Print, exactly and completely, every entry in the data.

════════════════

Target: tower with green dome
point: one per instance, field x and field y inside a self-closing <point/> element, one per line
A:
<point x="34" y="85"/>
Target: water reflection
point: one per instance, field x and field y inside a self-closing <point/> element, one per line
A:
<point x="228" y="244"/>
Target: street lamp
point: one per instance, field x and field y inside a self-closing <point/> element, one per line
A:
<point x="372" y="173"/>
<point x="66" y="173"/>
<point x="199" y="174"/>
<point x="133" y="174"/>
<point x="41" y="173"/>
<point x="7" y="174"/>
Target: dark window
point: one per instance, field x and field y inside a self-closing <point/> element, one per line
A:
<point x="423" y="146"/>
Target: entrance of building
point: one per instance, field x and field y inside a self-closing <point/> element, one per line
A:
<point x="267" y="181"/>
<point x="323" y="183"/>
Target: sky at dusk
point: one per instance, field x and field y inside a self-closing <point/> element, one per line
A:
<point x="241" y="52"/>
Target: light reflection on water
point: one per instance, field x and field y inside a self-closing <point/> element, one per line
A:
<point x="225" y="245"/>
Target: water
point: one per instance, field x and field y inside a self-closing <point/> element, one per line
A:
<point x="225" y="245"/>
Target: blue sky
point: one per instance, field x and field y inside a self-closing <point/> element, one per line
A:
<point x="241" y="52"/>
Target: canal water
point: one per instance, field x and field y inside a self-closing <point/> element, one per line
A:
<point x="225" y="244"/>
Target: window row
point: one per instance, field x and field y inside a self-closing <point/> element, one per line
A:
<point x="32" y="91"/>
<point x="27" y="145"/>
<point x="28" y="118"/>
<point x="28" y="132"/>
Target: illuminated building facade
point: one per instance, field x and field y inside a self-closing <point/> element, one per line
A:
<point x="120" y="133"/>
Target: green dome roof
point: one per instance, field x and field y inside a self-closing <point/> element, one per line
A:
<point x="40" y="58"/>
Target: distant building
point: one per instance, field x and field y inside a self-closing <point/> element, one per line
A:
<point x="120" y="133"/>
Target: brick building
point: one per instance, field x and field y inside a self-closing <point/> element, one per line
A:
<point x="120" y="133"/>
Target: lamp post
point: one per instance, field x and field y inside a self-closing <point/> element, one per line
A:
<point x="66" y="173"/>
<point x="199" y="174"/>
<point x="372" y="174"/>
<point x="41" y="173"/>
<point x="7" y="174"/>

════════════════

• [TASK RESULT]
Target: tower with green dome
point: one per instance, field x and field y inside a self-closing <point/> element, one per line
A:
<point x="34" y="85"/>
Target: water reflection
point: one per instance, field x and field y inside a self-closing <point/> element, one per line
A:
<point x="228" y="244"/>
Target: street lamp
point: one per instance, field x and field y inside a self-closing <point/> element, one per line
A:
<point x="372" y="173"/>
<point x="66" y="173"/>
<point x="199" y="174"/>
<point x="133" y="174"/>
<point x="41" y="173"/>
<point x="7" y="174"/>
Target: dark window
point: one per instance, field x and field y inside a self-closing <point/> element, one per line
A:
<point x="423" y="146"/>
Target: entrance of building
point: one per instance, field x and field y inside a self-closing <point/> element, one per line
A:
<point x="267" y="181"/>
<point x="323" y="183"/>
Target: sky at dusk
point: one per instance, field x and field y inside a self-closing <point/> element, one per line
A:
<point x="241" y="52"/>
Target: light reflection on water
point: one per instance, field x and field y inside a self-closing <point/> element, one per line
A:
<point x="225" y="245"/>
Target: water
point: one per instance, field x and field y inside a self-closing <point/> element, one per line
A:
<point x="225" y="245"/>
Target: blue sky
point: one per instance, field x and field y inside a self-closing <point/> element, one per line
A:
<point x="241" y="52"/>
Target: canal water
point: one per instance, field x and field y inside a self-closing <point/> element, one per line
A:
<point x="225" y="244"/>
Target: window row
point: one per instance, field x and field y inside a self-closing <point/> element, one per line
A:
<point x="32" y="91"/>
<point x="27" y="145"/>
<point x="28" y="118"/>
<point x="28" y="132"/>
Target: illuminated building facade
point: one per instance, field x and field y inside a self-closing <point/> element, one per line
A:
<point x="120" y="133"/>
Target: green dome roof
point: one per instance, field x and field y inside a self-closing <point/> element, one per line
A:
<point x="40" y="58"/>
Target: distant building
point: one per instance, field x and field y inside a self-closing <point/> element, one per line
A:
<point x="120" y="133"/>
Target: brick building
point: one per instance, field x and field y inside a self-closing <point/> element, one per line
A:
<point x="120" y="133"/>
Target: lamp post
point: one per instance, field x and field y inside a self-closing <point/> element, one per line
A:
<point x="66" y="173"/>
<point x="199" y="174"/>
<point x="372" y="174"/>
<point x="41" y="173"/>
<point x="7" y="174"/>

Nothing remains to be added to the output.